*Study text*:
The A. H. Robins Co. moved yesterday to try to limit its liability to thousands of women who claim its Dalkon Shield intrauterine contraceptive device caused them to suffer life-threatening pelvic infections and related injuries and who seek billions of dollars in damages.
The pharmaceutical manufacturer asked the U.S. District Court in its home city of Richmond to consolidate all Dalkon Shield lawsuits for punitive damages into a class action so that a single trial could determine Robins' liabilty for alleged wrongful conduct.
If Robins were to be held liable, the court could fix the amount of punitive damages to be available to all present and future plaintiffs and also could decide how the damages would be shared. Each plaintiff could decide whether she wished to participate or litigate independently.
Robins' data show that, as of June 30, there were 1,148 plaintiffs seeking $12.3 billion in punitive damages, 1,982 seeking punitive awards in unspecified amounts, 99 seeking $259 million in combined punitive and compensatory damages, 1,109 seeking $2.7 billion in compensatory damages, and 2,131 seeking unspecified compensatory damages.
Company spokesman Roscoe E. Puckett said that the court motion was not related to the failure of the U.S. Senate to approve a national uniform product-liability bill that would have exempted Robins from paying punitive damages hereafter.
Robins Vice President and General Counsel William A. Forrest Jr. said a class action would be the only fair resolution of the punitive-damages cases. But several plaintiffs' lawyers disagreed and said they expected to fight the move.
In Denver, plaintiffs' lawyer John T. Baker said the proposed class action would limit not only Robins' liability for wrongful conduct, but also could reduce the amount it pays to settle claims brought by women who seek punitive damages.
In 1982, Baker recalled, the U.S. 9th Circuit Court of Appeals refused to go along with creating a nationwide class-action case over Dalkon Shield damages.
The Robins motion also seeks creation of a voluntary procedure to dispose of claims for compensatory damages. Litigants willing to settle without going to court could pursue their claims "with a minimum of delay and expense," according to a Robins press release.
As of Sept. 30, Robins and its insurer had paid out $245 million to dispose of 7,600 Shield suits and non-litigated claims, but 3,768 were still pending.
During a 3 1/2-year period, physicians inserted the IUD in an estimated 2.2 million American women. At the request of the Food and Drug Administration, which was disturbed by a rising toll of infected miscarriages in users of the device, Robins ended sales of the device in mid-1974.

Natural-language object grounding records
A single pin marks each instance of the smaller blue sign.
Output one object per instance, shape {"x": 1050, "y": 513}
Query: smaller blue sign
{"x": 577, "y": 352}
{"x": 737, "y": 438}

*Problems and tasks*:
(A) Answer these from the Dalkon Shield article:
(i) In which city is the U.S. District Court where Robins filed its motion?
(ii) As of Sept. 30, how much had Robins and its insurer paid out on Shield suits and non-litigated claims?
(iii) When did Robins end sales of the device?
(B) Copy out the part of the Dalkon Shield article starting with "As of Sept." and going on through "were still pending.".
Use only the text about the Dalkon Shield lawsuits to do the work; the records play no part.

*Results*:
(A)
(i) Richmond
(ii) $245 million
(iii) In mid-1974

(B)
As of Sept. 30, Robins and its insurer had paid out $245 million to dispose of 7,600 Shield suits and non-litigated claims, but 3,768 were still pending.